Prompt: Render every line of the material below as a JSON list of strings, one string per line, skipping blank lines and leaving out the pictures.

Task inputs:
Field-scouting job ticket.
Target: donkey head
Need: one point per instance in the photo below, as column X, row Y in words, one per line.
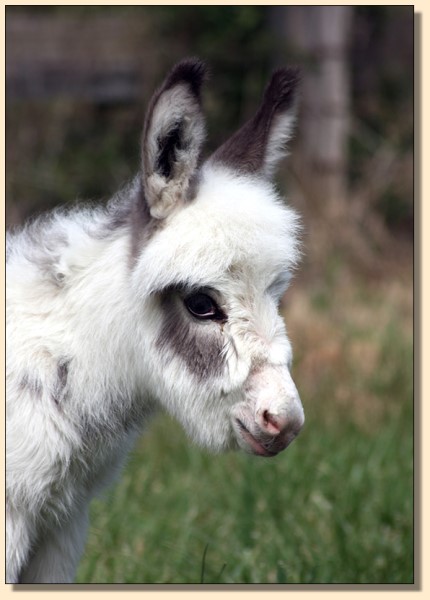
column 212, row 270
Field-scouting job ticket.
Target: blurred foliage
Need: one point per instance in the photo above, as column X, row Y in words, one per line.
column 382, row 88
column 90, row 149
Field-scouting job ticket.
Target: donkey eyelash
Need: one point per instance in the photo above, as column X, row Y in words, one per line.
column 202, row 306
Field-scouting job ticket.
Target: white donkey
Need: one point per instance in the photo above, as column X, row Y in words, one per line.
column 165, row 298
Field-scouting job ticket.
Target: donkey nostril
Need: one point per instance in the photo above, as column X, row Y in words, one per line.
column 270, row 423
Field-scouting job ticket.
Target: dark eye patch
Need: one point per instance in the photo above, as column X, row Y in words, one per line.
column 202, row 306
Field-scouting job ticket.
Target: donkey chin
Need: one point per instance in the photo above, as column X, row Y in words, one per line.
column 167, row 297
column 271, row 416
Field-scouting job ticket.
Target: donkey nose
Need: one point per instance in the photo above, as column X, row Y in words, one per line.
column 270, row 423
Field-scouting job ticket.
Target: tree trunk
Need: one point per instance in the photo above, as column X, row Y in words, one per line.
column 318, row 36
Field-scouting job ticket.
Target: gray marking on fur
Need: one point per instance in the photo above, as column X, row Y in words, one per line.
column 198, row 344
column 32, row 384
column 245, row 150
column 60, row 391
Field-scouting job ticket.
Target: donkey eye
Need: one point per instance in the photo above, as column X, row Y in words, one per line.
column 203, row 306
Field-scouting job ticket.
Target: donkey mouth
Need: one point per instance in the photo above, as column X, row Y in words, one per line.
column 256, row 446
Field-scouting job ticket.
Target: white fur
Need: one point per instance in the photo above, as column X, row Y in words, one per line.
column 84, row 369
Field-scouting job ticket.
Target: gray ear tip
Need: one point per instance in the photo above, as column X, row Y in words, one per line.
column 282, row 87
column 191, row 71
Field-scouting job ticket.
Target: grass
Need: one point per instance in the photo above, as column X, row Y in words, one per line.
column 336, row 507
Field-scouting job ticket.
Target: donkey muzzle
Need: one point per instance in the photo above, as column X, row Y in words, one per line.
column 272, row 414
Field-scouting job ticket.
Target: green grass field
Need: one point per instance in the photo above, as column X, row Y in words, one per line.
column 336, row 507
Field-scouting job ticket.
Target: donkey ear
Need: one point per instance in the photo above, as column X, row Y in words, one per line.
column 173, row 135
column 258, row 146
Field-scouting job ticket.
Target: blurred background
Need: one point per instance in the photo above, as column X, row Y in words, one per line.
column 337, row 507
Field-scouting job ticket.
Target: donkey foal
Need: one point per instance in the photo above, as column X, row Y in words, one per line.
column 167, row 297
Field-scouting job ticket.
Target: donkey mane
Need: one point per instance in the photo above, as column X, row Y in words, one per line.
column 165, row 298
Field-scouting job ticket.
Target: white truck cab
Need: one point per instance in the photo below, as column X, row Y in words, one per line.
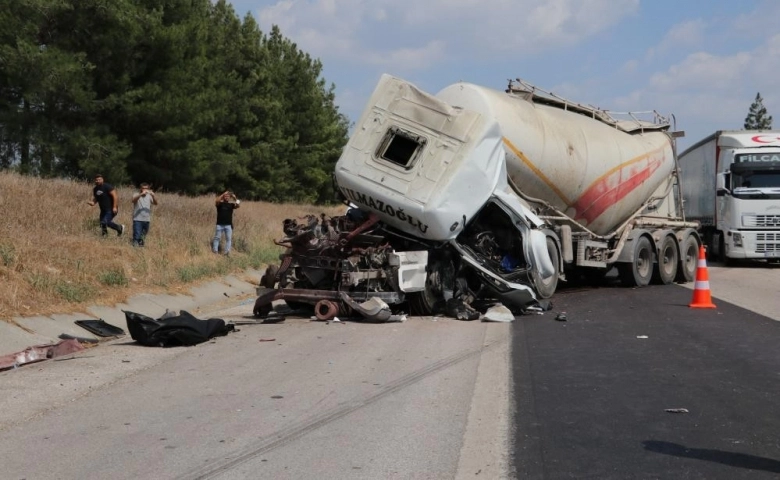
column 731, row 184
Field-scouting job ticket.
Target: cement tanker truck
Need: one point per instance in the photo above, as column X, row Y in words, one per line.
column 486, row 194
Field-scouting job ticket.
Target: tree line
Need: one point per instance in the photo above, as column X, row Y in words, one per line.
column 182, row 94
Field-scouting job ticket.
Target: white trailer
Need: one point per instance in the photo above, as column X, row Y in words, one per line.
column 731, row 185
column 512, row 191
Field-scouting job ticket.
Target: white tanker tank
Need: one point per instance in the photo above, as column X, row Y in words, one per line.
column 525, row 187
column 593, row 171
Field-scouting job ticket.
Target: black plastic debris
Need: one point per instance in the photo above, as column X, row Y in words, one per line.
column 174, row 331
column 100, row 328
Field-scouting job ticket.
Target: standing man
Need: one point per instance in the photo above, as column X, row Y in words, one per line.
column 226, row 203
column 104, row 195
column 142, row 213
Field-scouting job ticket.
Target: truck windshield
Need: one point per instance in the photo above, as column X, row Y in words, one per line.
column 756, row 179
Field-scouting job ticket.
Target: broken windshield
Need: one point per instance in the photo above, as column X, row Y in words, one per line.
column 756, row 179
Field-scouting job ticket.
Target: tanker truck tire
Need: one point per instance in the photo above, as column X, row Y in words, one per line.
column 668, row 259
column 689, row 259
column 546, row 287
column 441, row 276
column 639, row 271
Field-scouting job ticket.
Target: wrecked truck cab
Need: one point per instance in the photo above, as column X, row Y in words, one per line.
column 436, row 173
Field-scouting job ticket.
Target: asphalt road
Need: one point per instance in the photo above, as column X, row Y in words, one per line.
column 593, row 394
column 430, row 398
column 293, row 400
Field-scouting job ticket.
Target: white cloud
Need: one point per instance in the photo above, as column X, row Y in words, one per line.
column 682, row 35
column 709, row 91
column 405, row 34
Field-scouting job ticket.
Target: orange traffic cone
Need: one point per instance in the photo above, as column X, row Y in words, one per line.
column 701, row 289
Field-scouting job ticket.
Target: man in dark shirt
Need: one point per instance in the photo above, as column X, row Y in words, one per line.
column 226, row 203
column 104, row 195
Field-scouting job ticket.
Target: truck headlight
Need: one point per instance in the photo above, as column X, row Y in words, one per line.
column 737, row 239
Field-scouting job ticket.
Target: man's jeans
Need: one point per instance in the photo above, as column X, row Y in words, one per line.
column 228, row 230
column 107, row 221
column 140, row 229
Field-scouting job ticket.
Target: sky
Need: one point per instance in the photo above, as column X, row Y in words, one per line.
column 702, row 62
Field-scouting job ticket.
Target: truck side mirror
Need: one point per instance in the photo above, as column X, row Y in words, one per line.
column 722, row 181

Response:
[
  "Field-scouting job ticket.",
  "Target: donkey head",
  "Need: one point per instance in the photo below, as column X, row Y in words, one per line.",
  "column 212, row 270",
  "Field-scouting job ticket.",
  "Target: blurred foliage",
  "Need: one point per instance in the photo above, as column X, row Y in words, one per line.",
  "column 382, row 88",
  "column 90, row 149",
  "Field-scouting job ticket.",
  "Target: donkey eyelash",
  "Need: one point per instance in the photo above, as column X, row Y in words, one per line.",
  "column 202, row 306",
  "Field-scouting job ticket.",
  "Target: white donkey",
  "Need: one point per instance in the photo above, as column X, row Y in words, one per line.",
  "column 165, row 298",
  "Field-scouting job ticket.",
  "Target: donkey nostril",
  "Need: one point per instance in the photo above, as column X, row Y in words, one per line.",
  "column 270, row 423",
  "Field-scouting job ticket.",
  "Target: dark eye patch",
  "Need: one point per instance in the photo above, as column X, row Y in words, one per line.",
  "column 202, row 306",
  "Field-scouting job ticket.",
  "Target: donkey chin",
  "Need: one point per instance in the photo above, as column X, row Y in words, one per line.",
  "column 167, row 297",
  "column 271, row 416",
  "Field-scouting job ticket.",
  "Target: donkey nose",
  "Need: one point per instance in the photo above, as column X, row Y in words, one per line.",
  "column 270, row 423",
  "Field-scouting job ticket.",
  "Target: tree trunk",
  "Need: one point per instance in the photo above, as column X, row Y in words, one per line.",
  "column 318, row 36",
  "Field-scouting job ticket.",
  "Target: gray marking on fur",
  "Need: one point per instance in the photo above, as column X, row Y in words, one per line.",
  "column 198, row 344",
  "column 32, row 384",
  "column 245, row 150",
  "column 60, row 391",
  "Field-scouting job ticket.",
  "Target: donkey eye",
  "Need: one point per instance in the photo above, as column X, row Y in words, one per line.",
  "column 203, row 306",
  "Field-scouting job ticket.",
  "Target: donkey mouth",
  "Need: one point per instance in the photo above, as column X, row Y in words, one per line.",
  "column 256, row 446",
  "Field-scouting job ticket.",
  "Target: white fur",
  "Need: one point per instance in the photo above, as column X, row Y in words, one per line.",
  "column 84, row 369",
  "Field-scouting job ticket.",
  "Target: gray ear tip",
  "Need: one point per instance in the photo above, as column X, row Y in words, one per line.",
  "column 282, row 87",
  "column 191, row 71",
  "Field-scouting job ticket.",
  "Target: grass",
  "Need: one point per instance in the photo above, as column X, row Y in words, one per line.",
  "column 336, row 507",
  "Field-scouting job ticket.",
  "Target: donkey muzzle",
  "Need: one point per instance in the photo above, as column X, row Y in words, one per line.",
  "column 272, row 414",
  "Field-scouting job ticket.",
  "Target: green grass field",
  "Need: one point per instance in the photo above, as column X, row Y in words, one per line.",
  "column 336, row 507",
  "Field-scouting job ticket.",
  "Target: donkey ear",
  "Need: one point per instance in the photo above, as column X, row Y in words, one per line.",
  "column 173, row 135",
  "column 258, row 146",
  "Field-scouting job ticket.",
  "Target: blurred background",
  "Need: one point per instance in the photo above, as column X, row Y in words, one per line.",
  "column 337, row 507",
  "Field-scouting job ticket.",
  "Target: donkey foal",
  "Need: one point per instance in the photo above, as column X, row Y in words, one per line.",
  "column 167, row 297",
  "Field-scouting job ticket.",
  "Target: donkey mane",
  "Need: one point per instance in the photo above, as column X, row Y in words, one per line.",
  "column 165, row 298",
  "Field-scouting job ticket.",
  "Target: white truck cab",
  "Need: one point per instance in the photo below, as column X, row Y in words, one per line.",
  "column 731, row 184",
  "Field-scouting job ticket.",
  "Target: cement tanker truck",
  "Need: one point per instance in the photo above, as column X, row Y in words, one per line.",
  "column 486, row 194",
  "Field-scouting job ticket.",
  "Target: tree line",
  "Need: one point per instance in the photo above, as column X, row Y in words, one per line.",
  "column 182, row 94",
  "Field-scouting job ticket.",
  "Target: white trailer",
  "Need: one point per instance in the photo above, as column X, row Y in words, one per line.",
  "column 731, row 185",
  "column 512, row 191",
  "Field-scouting job ticket.",
  "Target: white tanker tank",
  "Need: one point per instance in the photo above, as column X, row Y in words, one per line.",
  "column 525, row 187",
  "column 593, row 171",
  "Field-scouting job ticket.",
  "Target: black plastic debris",
  "Need: one point per instance in the photo above, as column X, row Y in words, one per line.",
  "column 174, row 331",
  "column 100, row 328",
  "Field-scouting job ticket.",
  "Target: standing man",
  "Need: one point per instance in the photo above, as column X, row Y in words, one per line.",
  "column 226, row 203",
  "column 104, row 195",
  "column 142, row 213",
  "Field-scouting job ticket.",
  "Target: truck windshield",
  "Need: one point per instance in the photo above, as column X, row Y in words, one per line.",
  "column 756, row 179",
  "Field-scouting job ticket.",
  "Target: broken windshield",
  "Need: one point per instance in the photo above, as column X, row Y in words, one per line.",
  "column 756, row 179",
  "Field-scouting job ticket.",
  "Target: tanker truck tire",
  "Need: one point per instance in the photo above, as column X, row Y in words, one per line.",
  "column 668, row 259",
  "column 689, row 259",
  "column 546, row 287",
  "column 441, row 276",
  "column 639, row 271",
  "Field-scouting job ticket.",
  "Target: wrecked truck cab",
  "Need: one point per instance in the photo above, as column X, row Y in words, one per line.",
  "column 436, row 173",
  "Field-scouting job ticket.",
  "Target: asphalt road",
  "Need: one point per instance in the photo above, as column X, row Y in words, one per line.",
  "column 593, row 394",
  "column 430, row 398",
  "column 293, row 400",
  "Field-scouting job ticket.",
  "Target: white cloud",
  "Need: one point per instance in the photo above, as column X, row Y in words, one per line.",
  "column 682, row 35",
  "column 709, row 91",
  "column 405, row 34",
  "Field-scouting job ticket.",
  "Target: orange traffic cone",
  "Need: one point per instance in the photo above, as column X, row Y in words, one per line.",
  "column 701, row 289",
  "Field-scouting job ticket.",
  "Target: man in dark shirt",
  "Need: one point per instance in the photo above, as column X, row Y in words, one per line.",
  "column 226, row 203",
  "column 104, row 195",
  "Field-scouting job ticket.",
  "Target: truck headlight",
  "Need: one point per instance in the photo above, as column X, row Y in words, one per line.",
  "column 737, row 239",
  "Field-scouting job ticket.",
  "Target: man's jeans",
  "Need: one point per instance in the photo above, as column X, row Y in words, one per line.",
  "column 228, row 230",
  "column 107, row 221",
  "column 140, row 229",
  "Field-scouting job ticket.",
  "Target: sky",
  "Need: one point per instance in the photo above, as column X, row Y in words, one per line.",
  "column 702, row 62",
  "Field-scouting job ticket.",
  "Target: truck side mirror",
  "Need: one point per instance in the photo above, as column X, row Y in words, one per line.",
  "column 722, row 181"
]